++++ SUPPLIED TEXT ++++
HadoopDruidIndexerMain Error(No suitable partitioning dimension found!)

404 views
Skip to first unread message

shazam

unread,
May 15, 2013, 10:14:02 PM5/15/13
to druid-de...@googlegroups.com
Hi ,

I am trying to use  HadoopDruidIndexer for batch ingestion from a CSV file. I  have installed Hadoop on Ubuntu in single node  cluster mode. According to the wiki we can leave "partitionDimension" option blank for Index node.  But when I run HadoopDruidIndexer I see below error:


attempt_201305151342_0016_r_000000_0: com.metamx.common.ISE: No suitable partitioning dimension found!
attempt_201305151342_0016_r_000000_0: at com.metamx.druid.indexer.DeterminePartitionsJob$DeterminePartitionsDimSelectionReducer.innerReduce(DeterminePartitionsJob.java:652)
attempt_201305151342_0016_r_000000_0: at com.metamx.druid.indexer.DeterminePartitionsJob$DeterminePartitionsDimSelectionBaseReducer.reduce(DeterminePartitionsJob.java:444)
attempt_201305151342_0016_r_000000_0: at com.metamx.druid.indexer.DeterminePartitionsJob$DeterminePartitionsDimSelectionBaseReducer.reduce(DeterminePartitionsJob.java:417)
attempt_201305151342_0016_r_000000_0: at org.apache.hadoop.mapreduce.Reducer.run(Reducer.java:176)
attempt_201305151342_0016_r_000000_0: at org.apache.hadoop.mapred.ReduceTask.runNewReducer(ReduceTask.java:566)
attempt_201305151342_0016_r_000000_0: at org.apache.hadoop.mapred.ReduceTask.run(ReduceTask.java:408)
attempt_201305151342_0016_r_000000_0: at org.apache.hadoop.mapred.Child.main(Child.java:170)
attempt_201305151342_0016_r_000000_0: 2013-05-15 14:52:13,016 INFO [main] org.apache.hadoop.mapred.TaskRunner - Runnning cleanup for the task
2013-05-15 14:52:28,660 INFO [main] org.apache.hadoop.mapred.JobClient - Task Id : attempt_201305151342_0016_r_000000_1, Status : FAILED
attempt_20

Here is the config that I am using:

{
  "dataSource":"customer",
  "timestampColumn": "ts",
  "timestampFormat": "auto",
  "dataSpec": {
    "format": "csv",
    "columns": [ "ts","City", "State", "ZipCode", "Country"],
    "dimensions": ["City", "State"]
  },
  "granularitySpec": {
    "type":"uniform",
    "intervals":["2013-05-10/2013-05-11"],
    "gran":"day"
++++
[TASK SET]
[a] Reproduce the Druid indexing thread word for word, from "I am trying" up to and including "com.metamx.common.ISE: No suitable partitioning dimension found!".
[b] Pick up the Druid indexing thread and keep writing it from the point where it stops.
The lines after the Druid indexing thread aren't needed here.
++++ RAW RECORDS ++++
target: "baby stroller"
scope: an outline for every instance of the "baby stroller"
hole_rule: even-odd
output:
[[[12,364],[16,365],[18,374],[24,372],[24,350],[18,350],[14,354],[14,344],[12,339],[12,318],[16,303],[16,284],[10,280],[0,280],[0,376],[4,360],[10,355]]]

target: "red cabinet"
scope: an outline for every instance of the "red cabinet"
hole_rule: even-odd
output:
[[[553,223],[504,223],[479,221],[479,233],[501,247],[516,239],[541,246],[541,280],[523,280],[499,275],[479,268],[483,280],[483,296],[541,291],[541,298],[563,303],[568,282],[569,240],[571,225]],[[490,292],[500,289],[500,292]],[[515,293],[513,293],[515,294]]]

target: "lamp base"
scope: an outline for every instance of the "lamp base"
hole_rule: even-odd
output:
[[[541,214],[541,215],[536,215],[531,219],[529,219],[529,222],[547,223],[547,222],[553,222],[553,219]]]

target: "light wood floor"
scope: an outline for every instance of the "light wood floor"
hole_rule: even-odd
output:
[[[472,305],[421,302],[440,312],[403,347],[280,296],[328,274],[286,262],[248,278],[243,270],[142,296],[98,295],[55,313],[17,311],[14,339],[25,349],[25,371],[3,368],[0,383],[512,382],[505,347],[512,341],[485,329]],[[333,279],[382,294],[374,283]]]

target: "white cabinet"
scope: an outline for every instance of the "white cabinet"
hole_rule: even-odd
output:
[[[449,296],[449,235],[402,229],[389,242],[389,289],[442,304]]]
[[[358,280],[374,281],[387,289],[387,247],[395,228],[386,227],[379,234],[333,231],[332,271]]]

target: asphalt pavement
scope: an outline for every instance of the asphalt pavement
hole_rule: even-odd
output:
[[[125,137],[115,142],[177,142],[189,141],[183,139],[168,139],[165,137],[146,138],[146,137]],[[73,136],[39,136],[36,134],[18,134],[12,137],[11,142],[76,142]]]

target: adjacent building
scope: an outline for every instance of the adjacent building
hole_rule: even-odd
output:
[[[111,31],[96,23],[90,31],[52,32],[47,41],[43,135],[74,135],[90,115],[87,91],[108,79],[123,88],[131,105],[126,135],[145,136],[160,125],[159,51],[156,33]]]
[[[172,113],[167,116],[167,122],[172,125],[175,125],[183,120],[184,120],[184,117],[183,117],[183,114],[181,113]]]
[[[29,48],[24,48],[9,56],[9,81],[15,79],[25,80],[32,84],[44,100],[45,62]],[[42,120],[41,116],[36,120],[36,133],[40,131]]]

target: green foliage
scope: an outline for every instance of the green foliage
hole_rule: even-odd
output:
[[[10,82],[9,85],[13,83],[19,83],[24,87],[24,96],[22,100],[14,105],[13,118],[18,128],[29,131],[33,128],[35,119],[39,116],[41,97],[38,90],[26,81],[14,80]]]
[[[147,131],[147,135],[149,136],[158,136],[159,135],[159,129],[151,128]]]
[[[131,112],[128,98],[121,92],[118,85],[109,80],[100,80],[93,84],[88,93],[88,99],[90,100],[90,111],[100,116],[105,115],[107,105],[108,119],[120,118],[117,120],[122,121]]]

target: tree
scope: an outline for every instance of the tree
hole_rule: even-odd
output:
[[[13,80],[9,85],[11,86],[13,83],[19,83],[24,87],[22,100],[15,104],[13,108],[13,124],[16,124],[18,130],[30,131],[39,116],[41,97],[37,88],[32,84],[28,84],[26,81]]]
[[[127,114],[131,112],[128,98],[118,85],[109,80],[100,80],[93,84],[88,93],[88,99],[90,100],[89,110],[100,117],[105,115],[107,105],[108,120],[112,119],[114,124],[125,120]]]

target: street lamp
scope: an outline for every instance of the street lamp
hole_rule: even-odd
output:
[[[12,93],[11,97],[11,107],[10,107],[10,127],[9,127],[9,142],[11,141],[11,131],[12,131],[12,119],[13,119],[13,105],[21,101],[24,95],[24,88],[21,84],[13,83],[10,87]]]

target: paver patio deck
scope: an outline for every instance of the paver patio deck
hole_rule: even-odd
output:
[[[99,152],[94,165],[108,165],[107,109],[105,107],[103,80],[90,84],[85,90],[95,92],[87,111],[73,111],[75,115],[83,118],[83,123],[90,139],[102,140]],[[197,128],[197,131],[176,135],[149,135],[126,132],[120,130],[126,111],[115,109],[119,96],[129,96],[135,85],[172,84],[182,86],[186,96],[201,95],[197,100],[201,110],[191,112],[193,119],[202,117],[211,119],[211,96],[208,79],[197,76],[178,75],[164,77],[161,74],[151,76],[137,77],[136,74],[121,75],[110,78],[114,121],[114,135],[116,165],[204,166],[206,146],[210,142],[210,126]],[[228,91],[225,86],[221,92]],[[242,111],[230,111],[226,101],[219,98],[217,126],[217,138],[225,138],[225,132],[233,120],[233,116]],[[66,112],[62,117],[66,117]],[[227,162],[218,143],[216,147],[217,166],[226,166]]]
++++
[ANSWER LIST]
[a]
I am trying to use  HadoopDruidIndexer for batch ingestion from a CSV file. I  have installed Hadoop on Ubuntu in single node  cluster mode. According to the wiki we can leave "partitionDimension" option blank for Index node.  But when I run HadoopDruidIndexer I see below error:


attempt_201305151342_0016_r_000000_0: com.metamx.common.ISE: No suitable partitioning dimension found!

[b]
  },
  "pathSpec": { "type": "granularity",
                "dataGranularity": "year",
                "inputPath": "hdfs://localhost:54310/home/test/app/hadoop/tmp/customer",
                "filePattern": ".*" },
  "rollupSpec": { "aggs": [
                    { "type": "count", "name":"event_count" },
                    { "type": "count", "fieldName": "ZipCode", "name": "revenue" }
                  ],
                  "rollupGranularity": "minute"},
  "workingPath": "/home/sharmin/app/hadoop/tmp",
  "segmentOutputPath": "hdfs://localhost:54310/home/test/app/hadoop/tmp/customer/output",
  "leaveIntermediate": "false",
  "partitionsSpec": {
    "targetPartitionSize": 5000000
  },
  "updaterJobSpec": {
    "type":"db",
    "connectURI":"jdbc:mysql://10.244.198.252:3306/druid",
    "user":"root",
    "password":"root",
    "segmentTable":"prod_segments"
  }
}

Not sure what I am missing here. Any help appreciated.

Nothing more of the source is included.